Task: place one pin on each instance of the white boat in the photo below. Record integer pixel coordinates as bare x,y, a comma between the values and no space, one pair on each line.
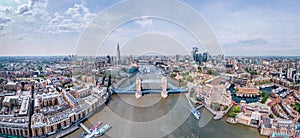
104,129
195,113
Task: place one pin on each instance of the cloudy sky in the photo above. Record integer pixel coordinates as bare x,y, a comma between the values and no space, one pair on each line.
54,27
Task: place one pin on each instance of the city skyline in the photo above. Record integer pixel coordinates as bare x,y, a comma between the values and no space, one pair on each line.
243,28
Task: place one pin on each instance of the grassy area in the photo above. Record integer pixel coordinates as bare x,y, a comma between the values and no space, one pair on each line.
235,110
265,97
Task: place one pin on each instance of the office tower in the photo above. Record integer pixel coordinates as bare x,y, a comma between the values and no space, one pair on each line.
194,52
118,55
108,61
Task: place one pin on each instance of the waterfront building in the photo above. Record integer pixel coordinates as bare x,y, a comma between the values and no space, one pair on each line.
118,55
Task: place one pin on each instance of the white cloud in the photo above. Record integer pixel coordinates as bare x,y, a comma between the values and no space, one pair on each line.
74,19
32,7
144,22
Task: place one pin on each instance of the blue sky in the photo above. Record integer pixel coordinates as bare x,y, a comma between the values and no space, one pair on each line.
53,27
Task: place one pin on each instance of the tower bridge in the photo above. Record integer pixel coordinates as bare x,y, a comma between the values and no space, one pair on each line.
149,86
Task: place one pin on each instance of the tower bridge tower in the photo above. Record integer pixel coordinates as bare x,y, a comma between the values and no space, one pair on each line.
164,92
138,87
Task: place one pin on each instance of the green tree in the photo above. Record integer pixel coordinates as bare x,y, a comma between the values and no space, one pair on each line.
173,75
190,79
236,109
271,116
192,91
199,69
265,97
232,115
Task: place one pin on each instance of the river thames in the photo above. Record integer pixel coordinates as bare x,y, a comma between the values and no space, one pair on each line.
151,116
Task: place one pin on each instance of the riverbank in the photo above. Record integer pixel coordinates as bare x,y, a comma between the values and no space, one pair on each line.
122,115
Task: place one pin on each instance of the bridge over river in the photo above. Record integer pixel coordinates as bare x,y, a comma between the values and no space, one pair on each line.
152,82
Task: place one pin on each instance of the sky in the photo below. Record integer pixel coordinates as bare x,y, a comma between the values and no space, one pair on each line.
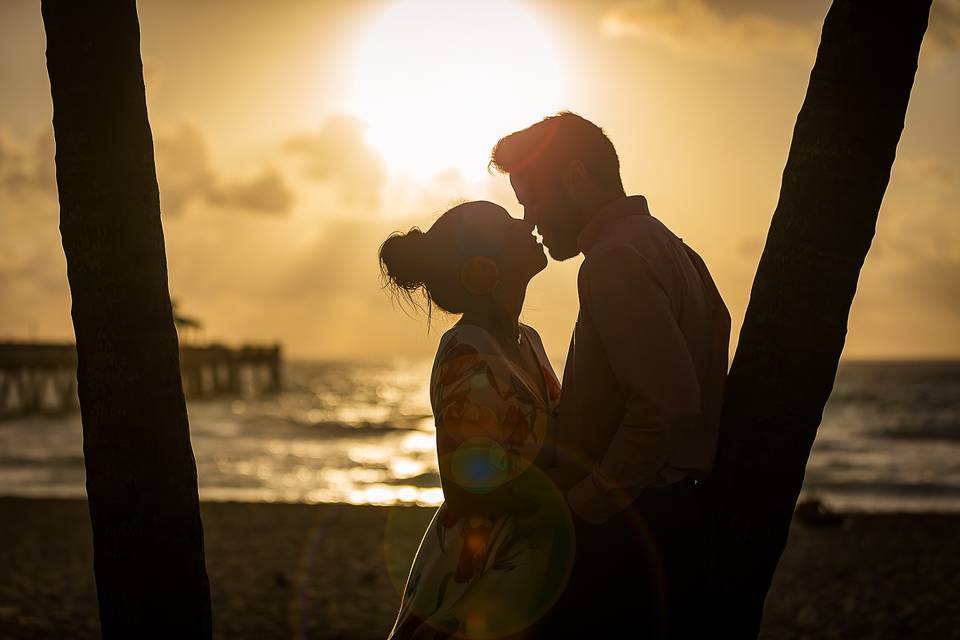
292,137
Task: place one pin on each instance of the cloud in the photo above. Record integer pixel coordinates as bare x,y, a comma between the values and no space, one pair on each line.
699,27
27,170
187,175
338,154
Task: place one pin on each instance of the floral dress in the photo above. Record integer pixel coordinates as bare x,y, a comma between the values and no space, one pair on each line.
498,551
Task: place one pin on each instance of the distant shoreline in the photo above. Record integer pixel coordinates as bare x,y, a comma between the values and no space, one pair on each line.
282,570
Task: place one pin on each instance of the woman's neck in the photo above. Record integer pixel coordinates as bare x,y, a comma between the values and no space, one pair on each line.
501,318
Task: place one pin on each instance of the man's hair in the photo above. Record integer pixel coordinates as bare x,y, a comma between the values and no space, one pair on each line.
545,149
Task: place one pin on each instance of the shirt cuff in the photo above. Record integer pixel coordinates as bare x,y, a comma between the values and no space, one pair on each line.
590,501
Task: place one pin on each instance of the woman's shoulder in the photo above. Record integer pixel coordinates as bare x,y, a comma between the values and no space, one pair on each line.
465,337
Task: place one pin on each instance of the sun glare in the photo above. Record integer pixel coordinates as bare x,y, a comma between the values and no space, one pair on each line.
437,82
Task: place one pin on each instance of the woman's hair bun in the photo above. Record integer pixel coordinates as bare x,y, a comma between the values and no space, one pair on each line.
404,259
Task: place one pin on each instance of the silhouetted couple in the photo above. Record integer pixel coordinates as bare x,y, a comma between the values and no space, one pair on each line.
568,513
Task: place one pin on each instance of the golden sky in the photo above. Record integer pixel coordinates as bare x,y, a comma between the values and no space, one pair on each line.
292,137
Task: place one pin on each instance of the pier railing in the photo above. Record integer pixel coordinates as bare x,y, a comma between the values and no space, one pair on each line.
41,377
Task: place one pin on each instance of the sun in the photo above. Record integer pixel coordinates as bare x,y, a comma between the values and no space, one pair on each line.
438,82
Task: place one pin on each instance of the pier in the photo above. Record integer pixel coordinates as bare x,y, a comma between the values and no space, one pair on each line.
41,378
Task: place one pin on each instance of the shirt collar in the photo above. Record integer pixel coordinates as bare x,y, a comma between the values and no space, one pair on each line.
619,208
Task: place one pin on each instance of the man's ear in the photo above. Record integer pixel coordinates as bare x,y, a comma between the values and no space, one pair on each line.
577,180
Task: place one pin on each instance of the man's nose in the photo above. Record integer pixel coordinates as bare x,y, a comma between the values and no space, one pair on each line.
528,216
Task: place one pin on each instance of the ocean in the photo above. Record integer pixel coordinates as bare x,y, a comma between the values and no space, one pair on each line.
363,434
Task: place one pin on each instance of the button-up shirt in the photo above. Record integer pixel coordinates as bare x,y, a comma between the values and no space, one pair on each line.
643,383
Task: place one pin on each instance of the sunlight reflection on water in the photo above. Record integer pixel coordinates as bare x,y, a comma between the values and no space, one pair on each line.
364,434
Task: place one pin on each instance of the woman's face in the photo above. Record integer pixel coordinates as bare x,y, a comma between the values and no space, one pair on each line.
488,230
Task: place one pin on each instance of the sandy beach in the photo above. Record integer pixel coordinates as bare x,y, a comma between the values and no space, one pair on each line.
334,571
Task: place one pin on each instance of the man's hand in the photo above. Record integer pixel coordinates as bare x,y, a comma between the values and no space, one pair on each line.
565,477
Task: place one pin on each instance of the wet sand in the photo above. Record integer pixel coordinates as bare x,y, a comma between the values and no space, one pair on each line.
334,571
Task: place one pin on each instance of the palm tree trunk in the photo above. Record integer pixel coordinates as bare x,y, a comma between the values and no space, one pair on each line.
141,474
837,171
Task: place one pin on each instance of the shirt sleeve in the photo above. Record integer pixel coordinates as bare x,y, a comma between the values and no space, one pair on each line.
631,310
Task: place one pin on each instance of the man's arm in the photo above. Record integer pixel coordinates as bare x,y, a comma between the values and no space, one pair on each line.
631,310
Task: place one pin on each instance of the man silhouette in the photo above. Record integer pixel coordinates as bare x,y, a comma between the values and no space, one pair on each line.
642,386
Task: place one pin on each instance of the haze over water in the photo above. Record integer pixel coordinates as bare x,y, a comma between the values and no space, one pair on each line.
364,434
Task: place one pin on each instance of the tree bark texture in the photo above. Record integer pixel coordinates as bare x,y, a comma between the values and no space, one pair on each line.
837,170
141,474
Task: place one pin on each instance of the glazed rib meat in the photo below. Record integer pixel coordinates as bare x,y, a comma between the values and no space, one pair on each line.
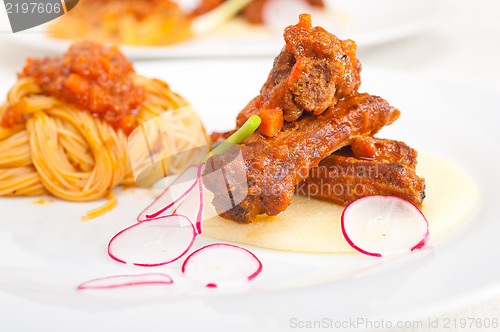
313,72
275,165
370,166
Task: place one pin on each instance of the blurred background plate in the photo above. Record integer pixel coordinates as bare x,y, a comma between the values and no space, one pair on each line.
47,251
368,22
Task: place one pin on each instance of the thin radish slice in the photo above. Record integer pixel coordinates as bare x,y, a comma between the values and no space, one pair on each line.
180,187
221,263
126,280
384,225
153,242
192,206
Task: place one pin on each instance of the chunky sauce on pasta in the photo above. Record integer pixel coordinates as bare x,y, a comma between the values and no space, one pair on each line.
92,77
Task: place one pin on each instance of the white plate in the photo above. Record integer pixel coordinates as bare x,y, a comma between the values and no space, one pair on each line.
368,22
45,251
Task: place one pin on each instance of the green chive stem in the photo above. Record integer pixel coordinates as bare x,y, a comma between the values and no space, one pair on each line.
238,137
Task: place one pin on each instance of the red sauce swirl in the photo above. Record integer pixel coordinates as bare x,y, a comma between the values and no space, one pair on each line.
94,78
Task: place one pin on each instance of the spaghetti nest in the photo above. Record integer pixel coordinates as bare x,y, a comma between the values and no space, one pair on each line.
127,22
62,150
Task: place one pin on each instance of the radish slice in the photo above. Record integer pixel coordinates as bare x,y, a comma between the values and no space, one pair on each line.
174,193
126,280
221,263
384,225
153,242
192,206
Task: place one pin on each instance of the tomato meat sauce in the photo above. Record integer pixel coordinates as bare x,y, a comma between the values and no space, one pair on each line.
94,78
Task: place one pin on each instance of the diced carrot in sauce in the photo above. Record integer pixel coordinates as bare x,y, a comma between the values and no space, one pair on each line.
272,121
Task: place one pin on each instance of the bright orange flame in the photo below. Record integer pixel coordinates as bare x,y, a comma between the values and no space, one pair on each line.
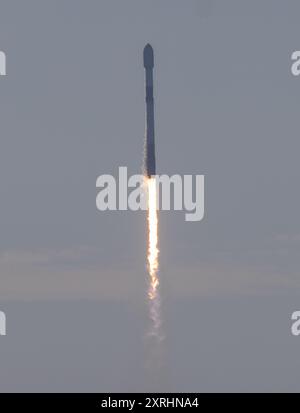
153,239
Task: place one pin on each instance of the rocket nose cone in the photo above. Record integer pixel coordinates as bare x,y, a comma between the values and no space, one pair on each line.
148,56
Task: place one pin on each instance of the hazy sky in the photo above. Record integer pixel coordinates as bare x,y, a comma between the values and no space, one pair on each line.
73,279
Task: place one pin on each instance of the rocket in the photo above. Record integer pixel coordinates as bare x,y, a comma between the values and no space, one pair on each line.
150,168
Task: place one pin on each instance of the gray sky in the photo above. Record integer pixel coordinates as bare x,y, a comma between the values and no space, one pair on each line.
73,279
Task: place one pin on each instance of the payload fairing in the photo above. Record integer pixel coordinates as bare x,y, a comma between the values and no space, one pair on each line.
150,167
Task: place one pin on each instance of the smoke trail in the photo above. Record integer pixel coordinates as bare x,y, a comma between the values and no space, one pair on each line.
152,260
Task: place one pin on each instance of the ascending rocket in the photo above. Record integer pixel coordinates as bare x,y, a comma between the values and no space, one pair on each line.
150,168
****************
= YOUR TASK =
Convert the part of the listing that opens with the line containing "Task: place one pin on each instance of the bright" and runs through the end of the listing into a numbered list, skipping any blank lines. Leave the pictures out of your answer.

= RESULT OF THIS TASK =
1. Task: place one pin on each instance of the bright orange flame in the photo below. Record integer pixel coordinates as bare x,y, a comma between the values and no space, one pair on each line.
2. 153,239
3. Task: place one pin on each instance of the rocket nose cone in the photo above. Record integer pixel coordinates as bare x,y, a comma between the values and no space, one pair on each line.
4. 148,56
5. Task: place one pin on each instance of the hazy sky in the photo above. Record integer pixel coordinates as bare x,y, a comma between the values and no space, one pair on each line.
6. 73,279
7. Task: place one pin on each instance of the rocket in the photo above. Record integer pixel coordinates as bare x,y, a comma between the values and no space, one pair on each line.
8. 150,168
9. Task: place one pin on each instance of the gray sky in the photo above. Record integer pixel coordinates as bare x,y, a comma between the values and no space, one pair on each line.
10. 73,279
11. Task: place one pin on each instance of the payload fairing in the photo above. Record integer pixel coordinates as bare x,y, a comma between the values and no space, one pair on each line.
12. 150,167
13. Task: place one pin on each instance of the smoke trail in the photo above. Record integer pixel coordinates as bare x,y, a comma between the values and no space, one pair on each line.
14. 152,260
15. Task: place one pin on each instance of the ascending rocket in the photo above. Record integer pixel coordinates as bare x,y, a comma between the values and no space, one pair on each line.
16. 150,168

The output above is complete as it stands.